Deficits, Rates & Gold To Reach Vertiginous Heights

By Common Stock Warrants

October 10, 2018
by Egon von Greyerz

The end of an empire is a dramatic but also drawn out event with very few willing to face the facts. As the end is getting closer, denial is at its peak. We can probably figure out how it will end but not quite when. Looking at the facts, the beginning of the end is here. The signs are clear. Here we have a country that for the last 27 years has doubled debt every eight years and the trend continues uninhibited. This is a country that for decades has been living above its means by borrowing unlimited amounts. Well, it is not a Banana Republic, nor Argentina or Venezuela but the biggest economy in the world – the soon not so great USA.

The US economy is just like Humpty Dumpty, big, fat and unlikely to recover from the coming fall for a very long time.

US DEBT HAS INCREASED 58 YEARS IN A ROW

The road to perdition normally takes many turns. But not in the case of the US. This has been a straight road to what will be the most spectacular fall in economic history. Since 1960 US debt has increased every single year without fail. There are some who are under the illusion that the debt went down in the 1990s due to surpluses in the Clinton years. But these were fake surpluses and the debt continued to rise also during that period.

In 1960 the debt was $286 billion and it reached $1 trillion when Reagan become president in 1981. This much admired president managed to almost treble US debt during his reign. No wonder he was popular, especially since he also managed to send the Dow up 2.5 times after a decade of sideways markets. He was a hero and that was certainly deserved. But being a hero involves a great deal of luck in timing. Both Reagan and Thatcher were instruments of their time. After a long period of high inflation, high rates and low economic growth, these two individuals were the right leaders to steer their countries towards better times.

BORROW AND SPEND – BORROW AND SPEND

But sadly that also involved spending money that you don’t have. This was Keynesian economics at its best. Borrow and spend and then borrow some more and spend that too. This is when the era of the rich getting richer started in earnest with wealth concentration benefitting an ever decreasing part of the population. At the same time, ordinary workers have experienced a massive 55% decline in real wages since 1974.

US DEBT HAS DOUBLED EVERY 8 YEARS SINCE 1981

Since Reagan became president in 1981, US debt has on average doubled every 8 years. So, when Trump was elected in late 2016, the most obvious forecast was to extrapolate the historical trend. Thus I made the forecast below in December 2016:

The image above is disturbing not only due to the galloping debt level but also because tax revenues are growing at a snail’s pace. Debt is up 23 times from $0.9 trillion in 1981 to $21.5 trillion today in 2018 and tax revenues up only 6 times (Illustration above shows debt forecast to 2021). How does anyone believe that the stagnant or falling tax revenues will ever be sufficient to reduce the debt. History is telling us differently. The US economy is heading towards bankruptcy in no uncertain terms. The Fed’s only remedy will be to print unlimited amounts of money until the dollar has become totally worthless.

============

Things to do →
1 - Reproduce the portion of the US debt article starting with "By Common Stock" and going on through "very long time.".
2 - Resume the US debt article from the point at which it stops.

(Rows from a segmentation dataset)

============

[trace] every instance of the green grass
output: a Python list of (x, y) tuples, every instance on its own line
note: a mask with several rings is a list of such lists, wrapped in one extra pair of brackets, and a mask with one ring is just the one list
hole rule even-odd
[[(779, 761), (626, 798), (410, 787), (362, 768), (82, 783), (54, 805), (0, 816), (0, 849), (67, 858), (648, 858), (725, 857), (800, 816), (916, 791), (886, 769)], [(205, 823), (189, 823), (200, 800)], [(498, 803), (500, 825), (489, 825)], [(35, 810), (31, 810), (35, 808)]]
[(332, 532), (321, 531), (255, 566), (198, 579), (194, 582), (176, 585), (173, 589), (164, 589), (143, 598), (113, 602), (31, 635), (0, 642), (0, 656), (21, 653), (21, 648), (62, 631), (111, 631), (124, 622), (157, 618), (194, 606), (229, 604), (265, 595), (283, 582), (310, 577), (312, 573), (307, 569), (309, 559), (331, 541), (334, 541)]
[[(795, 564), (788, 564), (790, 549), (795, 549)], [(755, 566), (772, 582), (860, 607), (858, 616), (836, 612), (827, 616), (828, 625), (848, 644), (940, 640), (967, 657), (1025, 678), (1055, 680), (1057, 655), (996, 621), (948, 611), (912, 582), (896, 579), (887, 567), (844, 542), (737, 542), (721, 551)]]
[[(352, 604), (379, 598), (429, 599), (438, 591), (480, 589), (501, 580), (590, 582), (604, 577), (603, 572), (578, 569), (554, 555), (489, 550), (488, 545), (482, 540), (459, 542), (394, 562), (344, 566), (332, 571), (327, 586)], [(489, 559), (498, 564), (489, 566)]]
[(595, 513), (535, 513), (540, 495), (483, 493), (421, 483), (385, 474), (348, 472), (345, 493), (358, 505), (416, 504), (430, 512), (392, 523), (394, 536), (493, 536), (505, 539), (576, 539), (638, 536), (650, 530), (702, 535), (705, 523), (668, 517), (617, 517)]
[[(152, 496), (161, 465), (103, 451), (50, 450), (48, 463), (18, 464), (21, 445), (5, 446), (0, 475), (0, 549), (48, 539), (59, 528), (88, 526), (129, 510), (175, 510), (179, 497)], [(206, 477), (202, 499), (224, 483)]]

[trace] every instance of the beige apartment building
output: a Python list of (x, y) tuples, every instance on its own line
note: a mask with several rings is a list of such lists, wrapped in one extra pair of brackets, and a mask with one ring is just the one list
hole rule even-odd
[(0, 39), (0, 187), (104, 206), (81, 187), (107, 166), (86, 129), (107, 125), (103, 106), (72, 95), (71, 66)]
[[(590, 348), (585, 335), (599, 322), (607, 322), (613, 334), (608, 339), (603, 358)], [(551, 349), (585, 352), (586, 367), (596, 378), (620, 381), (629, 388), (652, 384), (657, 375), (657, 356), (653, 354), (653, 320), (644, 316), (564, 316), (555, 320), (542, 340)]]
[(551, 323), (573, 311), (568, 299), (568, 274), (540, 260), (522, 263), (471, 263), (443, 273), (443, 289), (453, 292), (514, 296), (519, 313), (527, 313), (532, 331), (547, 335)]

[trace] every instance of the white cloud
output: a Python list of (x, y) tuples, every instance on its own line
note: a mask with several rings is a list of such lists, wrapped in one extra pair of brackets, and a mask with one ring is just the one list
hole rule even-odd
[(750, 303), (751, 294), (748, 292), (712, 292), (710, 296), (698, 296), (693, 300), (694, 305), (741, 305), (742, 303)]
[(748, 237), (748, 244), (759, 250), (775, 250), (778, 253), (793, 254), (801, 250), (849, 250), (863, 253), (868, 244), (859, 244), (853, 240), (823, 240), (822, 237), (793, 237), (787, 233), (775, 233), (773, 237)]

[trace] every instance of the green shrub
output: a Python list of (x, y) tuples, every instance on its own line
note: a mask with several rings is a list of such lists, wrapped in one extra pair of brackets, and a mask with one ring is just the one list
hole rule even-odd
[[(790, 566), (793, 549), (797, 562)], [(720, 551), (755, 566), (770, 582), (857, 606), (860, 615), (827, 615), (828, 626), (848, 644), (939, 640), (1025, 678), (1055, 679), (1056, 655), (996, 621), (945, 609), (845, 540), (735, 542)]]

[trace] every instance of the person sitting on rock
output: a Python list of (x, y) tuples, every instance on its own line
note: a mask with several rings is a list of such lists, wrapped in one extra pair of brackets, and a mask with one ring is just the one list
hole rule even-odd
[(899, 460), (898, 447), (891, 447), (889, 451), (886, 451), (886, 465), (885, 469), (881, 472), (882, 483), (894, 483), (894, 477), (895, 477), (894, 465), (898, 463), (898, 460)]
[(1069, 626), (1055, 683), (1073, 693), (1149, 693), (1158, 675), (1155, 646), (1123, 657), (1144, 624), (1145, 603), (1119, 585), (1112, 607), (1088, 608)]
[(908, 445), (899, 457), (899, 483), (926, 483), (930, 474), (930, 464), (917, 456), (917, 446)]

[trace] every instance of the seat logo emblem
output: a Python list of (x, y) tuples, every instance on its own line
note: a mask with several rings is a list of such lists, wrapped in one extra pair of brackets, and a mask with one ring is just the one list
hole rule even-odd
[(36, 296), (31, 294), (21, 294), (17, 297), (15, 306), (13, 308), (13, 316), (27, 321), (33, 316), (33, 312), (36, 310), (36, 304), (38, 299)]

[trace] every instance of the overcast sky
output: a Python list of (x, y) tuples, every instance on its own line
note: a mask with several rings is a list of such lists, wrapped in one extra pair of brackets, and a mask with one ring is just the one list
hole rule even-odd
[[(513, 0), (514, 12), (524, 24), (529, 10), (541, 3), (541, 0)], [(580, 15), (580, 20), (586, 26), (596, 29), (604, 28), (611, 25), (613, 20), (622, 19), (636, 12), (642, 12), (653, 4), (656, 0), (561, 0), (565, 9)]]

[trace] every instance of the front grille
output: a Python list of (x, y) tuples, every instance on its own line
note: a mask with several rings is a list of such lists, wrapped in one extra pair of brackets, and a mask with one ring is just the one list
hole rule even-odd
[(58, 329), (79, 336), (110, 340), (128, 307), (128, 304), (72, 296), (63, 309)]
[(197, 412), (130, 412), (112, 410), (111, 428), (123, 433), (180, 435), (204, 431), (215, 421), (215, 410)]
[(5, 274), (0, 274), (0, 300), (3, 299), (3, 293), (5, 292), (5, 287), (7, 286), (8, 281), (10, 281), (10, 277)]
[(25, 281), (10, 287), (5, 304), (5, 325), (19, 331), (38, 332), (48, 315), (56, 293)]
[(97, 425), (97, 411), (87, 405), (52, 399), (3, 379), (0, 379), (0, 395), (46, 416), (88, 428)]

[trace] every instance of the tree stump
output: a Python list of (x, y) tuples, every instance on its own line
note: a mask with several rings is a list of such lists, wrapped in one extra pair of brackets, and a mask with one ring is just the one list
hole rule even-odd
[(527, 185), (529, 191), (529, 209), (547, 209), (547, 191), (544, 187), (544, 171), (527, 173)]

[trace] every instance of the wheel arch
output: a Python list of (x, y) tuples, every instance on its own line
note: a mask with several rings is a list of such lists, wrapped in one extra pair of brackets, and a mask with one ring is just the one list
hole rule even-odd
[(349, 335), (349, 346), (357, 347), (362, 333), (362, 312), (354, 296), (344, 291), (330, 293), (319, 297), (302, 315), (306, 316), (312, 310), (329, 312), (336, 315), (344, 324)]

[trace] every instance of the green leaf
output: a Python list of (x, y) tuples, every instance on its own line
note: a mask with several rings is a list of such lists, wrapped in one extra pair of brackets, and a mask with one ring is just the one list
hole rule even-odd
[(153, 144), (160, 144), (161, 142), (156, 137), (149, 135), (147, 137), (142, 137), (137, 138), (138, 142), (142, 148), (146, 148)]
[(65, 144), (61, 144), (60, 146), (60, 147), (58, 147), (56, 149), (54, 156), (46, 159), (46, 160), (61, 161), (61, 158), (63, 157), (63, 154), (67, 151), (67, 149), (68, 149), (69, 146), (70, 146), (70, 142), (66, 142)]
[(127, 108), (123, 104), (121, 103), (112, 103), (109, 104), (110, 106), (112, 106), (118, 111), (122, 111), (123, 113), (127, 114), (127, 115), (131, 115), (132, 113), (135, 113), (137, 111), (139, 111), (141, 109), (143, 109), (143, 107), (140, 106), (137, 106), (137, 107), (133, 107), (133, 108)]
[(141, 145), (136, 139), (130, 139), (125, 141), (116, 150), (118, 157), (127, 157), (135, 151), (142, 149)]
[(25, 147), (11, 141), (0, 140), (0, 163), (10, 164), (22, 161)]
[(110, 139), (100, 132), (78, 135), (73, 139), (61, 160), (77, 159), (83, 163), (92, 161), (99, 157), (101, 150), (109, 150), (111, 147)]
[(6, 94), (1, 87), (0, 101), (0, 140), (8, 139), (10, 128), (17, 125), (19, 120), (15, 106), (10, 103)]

============

Task-by-task results →
1 -
By Common Stock Warrants

October 10, 2018
by Egon von Greyerz

The end of an empire is a dramatic but also drawn out event with very few willing to face the facts. As the end is getting closer, denial is at its peak. We can probably figure out how it will end but not quite when. Looking at the facts, the beginning of the end is here. The signs are clear. Here we have a country that for the last 27 years has doubled debt every eight years and the trend continues uninhibited. This is a country that for decades has been living above its means by borrowing unlimited amounts. Well, it is not a Banana Republic, nor Argentina or Venezuela but the biggest economy in the world – the soon not so great USA.

The US economy is just like Humpty Dumpty, big, fat and unlikely to recover from the coming fall for a very long time.

2 -
US DEBT $40 TRILLION BY 2025

Trump inherited a debt of $20 trillion and whether he or someone else will be there 8 years later, it seems quite a sure bet that debt will at least double to $40 trillion by 2025.

Whether or not the debt will reach $28 trillion at the half way stage in 2021, as I have forecasted in the graph above, we will soon know. That would mean an average deficit of $230 billion per month in the next 28 months. Since the August US deficit was $214 billion, the $28 trillion doesn’t seem too unrealistic. What we know is that debt is already at $21.5 trillion or $1.5 trillion above the level when Trump took over 19 months ago. And remember this is with a booming economy.

But the finances of USA Inc are not that great. In August for example, half of the budget Outlays were financed by debt – a very disturbing trend if it continues.

HIGHER RATES, HIGHER DEFICITS – RECIPE FOR DISASTER

The biggest factors that will send the debt soaring will be higher interest rates and higher deficits. Interest expense on the US debt in Fiscal 2017-18 was $365 billion. As I discussed in last week’s article, interest rates have turned up and are likely to rise to the 1981 high of 16% at least.

As deficits grow and bond prices collapse, the Fed will totally lose control of the long end of the debt market. The biggest creditors, China and Japan will most certainly assist in this process. Falling bond prices and a falling dollar will make them rush to the exit as quickly as possible when there is still some value left.

Let’s say that in the next few years debt reaches $28 trillion and interest rates 10% whilst tax revenue declines by 15%. At that point, all tax revenue will be absorbed by the interest expense.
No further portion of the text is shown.